Please pick out every line below that contains the word "handle", and copy each one. Case counts.

------------------------------------

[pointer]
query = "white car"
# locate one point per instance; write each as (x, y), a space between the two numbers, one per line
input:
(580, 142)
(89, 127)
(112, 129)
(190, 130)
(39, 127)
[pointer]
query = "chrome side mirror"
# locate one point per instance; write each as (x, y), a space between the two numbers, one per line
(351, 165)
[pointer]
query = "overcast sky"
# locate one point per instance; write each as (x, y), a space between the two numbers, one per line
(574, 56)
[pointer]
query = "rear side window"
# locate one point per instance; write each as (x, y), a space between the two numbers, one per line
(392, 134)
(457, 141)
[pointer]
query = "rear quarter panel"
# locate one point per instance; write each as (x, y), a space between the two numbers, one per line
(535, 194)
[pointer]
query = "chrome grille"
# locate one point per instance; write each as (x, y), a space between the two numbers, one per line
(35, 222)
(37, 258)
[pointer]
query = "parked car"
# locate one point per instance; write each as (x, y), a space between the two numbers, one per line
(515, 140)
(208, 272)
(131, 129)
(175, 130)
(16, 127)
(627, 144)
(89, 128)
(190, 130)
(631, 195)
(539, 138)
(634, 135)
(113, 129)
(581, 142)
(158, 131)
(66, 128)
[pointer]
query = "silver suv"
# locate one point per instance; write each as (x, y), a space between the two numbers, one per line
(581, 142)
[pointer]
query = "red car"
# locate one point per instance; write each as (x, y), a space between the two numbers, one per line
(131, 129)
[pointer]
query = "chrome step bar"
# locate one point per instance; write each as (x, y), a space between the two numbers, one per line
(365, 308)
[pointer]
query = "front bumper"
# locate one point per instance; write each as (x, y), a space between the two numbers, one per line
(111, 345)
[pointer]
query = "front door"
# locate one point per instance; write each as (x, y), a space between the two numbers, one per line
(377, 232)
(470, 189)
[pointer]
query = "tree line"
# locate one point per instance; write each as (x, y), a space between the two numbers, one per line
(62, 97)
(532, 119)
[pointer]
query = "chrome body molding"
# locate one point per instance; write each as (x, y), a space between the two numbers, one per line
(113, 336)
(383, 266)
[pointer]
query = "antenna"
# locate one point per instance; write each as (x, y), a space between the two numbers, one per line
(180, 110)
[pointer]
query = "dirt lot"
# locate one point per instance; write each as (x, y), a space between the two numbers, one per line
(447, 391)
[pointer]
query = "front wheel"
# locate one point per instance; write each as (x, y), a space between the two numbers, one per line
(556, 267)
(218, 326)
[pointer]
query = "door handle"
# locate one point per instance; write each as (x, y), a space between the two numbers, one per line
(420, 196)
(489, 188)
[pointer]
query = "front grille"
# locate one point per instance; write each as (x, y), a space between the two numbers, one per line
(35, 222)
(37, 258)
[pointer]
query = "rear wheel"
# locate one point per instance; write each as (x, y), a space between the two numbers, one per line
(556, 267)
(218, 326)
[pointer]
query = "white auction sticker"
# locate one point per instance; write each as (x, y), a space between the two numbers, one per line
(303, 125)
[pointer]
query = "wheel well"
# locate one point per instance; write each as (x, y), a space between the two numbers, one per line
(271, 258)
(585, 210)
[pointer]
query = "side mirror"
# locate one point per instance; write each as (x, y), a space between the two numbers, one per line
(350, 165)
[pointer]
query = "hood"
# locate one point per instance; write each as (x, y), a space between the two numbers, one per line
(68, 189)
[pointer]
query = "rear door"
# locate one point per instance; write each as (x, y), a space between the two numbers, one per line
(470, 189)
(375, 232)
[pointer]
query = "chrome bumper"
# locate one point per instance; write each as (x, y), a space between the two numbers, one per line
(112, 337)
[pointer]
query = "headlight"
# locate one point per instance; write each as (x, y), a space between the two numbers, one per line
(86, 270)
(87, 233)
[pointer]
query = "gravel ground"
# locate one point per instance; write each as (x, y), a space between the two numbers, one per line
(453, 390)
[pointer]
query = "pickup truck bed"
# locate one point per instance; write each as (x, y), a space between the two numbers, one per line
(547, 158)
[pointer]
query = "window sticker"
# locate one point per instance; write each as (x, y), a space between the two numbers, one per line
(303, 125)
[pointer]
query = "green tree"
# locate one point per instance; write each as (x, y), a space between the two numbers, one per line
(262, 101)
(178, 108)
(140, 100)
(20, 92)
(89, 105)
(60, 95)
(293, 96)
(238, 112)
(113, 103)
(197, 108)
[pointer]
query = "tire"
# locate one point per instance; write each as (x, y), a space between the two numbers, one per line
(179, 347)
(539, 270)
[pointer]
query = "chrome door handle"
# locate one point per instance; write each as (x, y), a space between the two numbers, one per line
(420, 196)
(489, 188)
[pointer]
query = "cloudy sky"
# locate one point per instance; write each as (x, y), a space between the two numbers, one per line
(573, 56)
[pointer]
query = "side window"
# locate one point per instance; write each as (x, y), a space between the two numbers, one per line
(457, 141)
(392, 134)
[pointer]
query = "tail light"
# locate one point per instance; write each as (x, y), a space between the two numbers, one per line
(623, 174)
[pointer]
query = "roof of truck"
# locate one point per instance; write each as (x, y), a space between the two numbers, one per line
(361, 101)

------------------------------------

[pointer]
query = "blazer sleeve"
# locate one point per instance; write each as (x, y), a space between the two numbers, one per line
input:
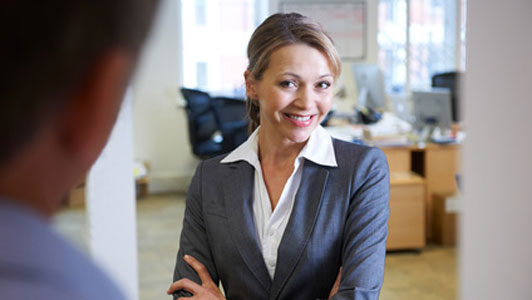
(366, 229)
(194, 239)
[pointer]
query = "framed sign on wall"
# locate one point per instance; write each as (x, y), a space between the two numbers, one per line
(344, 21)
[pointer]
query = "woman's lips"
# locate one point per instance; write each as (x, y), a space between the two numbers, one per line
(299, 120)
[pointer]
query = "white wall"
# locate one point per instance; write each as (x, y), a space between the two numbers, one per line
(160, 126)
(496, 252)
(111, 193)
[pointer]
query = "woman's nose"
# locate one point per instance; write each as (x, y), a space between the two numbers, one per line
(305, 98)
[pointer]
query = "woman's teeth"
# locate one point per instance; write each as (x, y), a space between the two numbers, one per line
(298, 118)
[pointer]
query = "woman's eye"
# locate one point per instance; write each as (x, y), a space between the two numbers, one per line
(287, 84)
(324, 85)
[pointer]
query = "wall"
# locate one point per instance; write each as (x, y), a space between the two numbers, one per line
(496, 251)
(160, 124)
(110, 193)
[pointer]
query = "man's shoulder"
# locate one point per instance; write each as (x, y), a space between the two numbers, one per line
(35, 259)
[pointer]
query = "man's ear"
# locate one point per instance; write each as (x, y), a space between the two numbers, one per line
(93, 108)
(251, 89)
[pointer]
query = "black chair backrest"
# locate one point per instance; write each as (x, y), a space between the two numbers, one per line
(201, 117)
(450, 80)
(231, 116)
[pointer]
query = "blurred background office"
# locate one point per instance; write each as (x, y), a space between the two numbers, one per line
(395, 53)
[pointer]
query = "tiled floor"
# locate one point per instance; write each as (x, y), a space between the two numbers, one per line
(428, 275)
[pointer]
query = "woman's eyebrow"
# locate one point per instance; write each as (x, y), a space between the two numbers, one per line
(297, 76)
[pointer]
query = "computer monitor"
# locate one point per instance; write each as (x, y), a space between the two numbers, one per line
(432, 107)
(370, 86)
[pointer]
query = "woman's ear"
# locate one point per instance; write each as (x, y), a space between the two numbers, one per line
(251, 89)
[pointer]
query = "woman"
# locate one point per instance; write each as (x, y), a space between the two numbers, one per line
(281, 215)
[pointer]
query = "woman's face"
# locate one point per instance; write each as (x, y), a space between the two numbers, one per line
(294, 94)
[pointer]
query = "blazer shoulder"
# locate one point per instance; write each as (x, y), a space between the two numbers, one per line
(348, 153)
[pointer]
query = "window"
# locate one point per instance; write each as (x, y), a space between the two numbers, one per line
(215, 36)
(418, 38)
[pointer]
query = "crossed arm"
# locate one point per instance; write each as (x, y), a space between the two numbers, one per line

------------------------------------

▶ Exercise output:
query = "door handle"
query = "chrome door handle"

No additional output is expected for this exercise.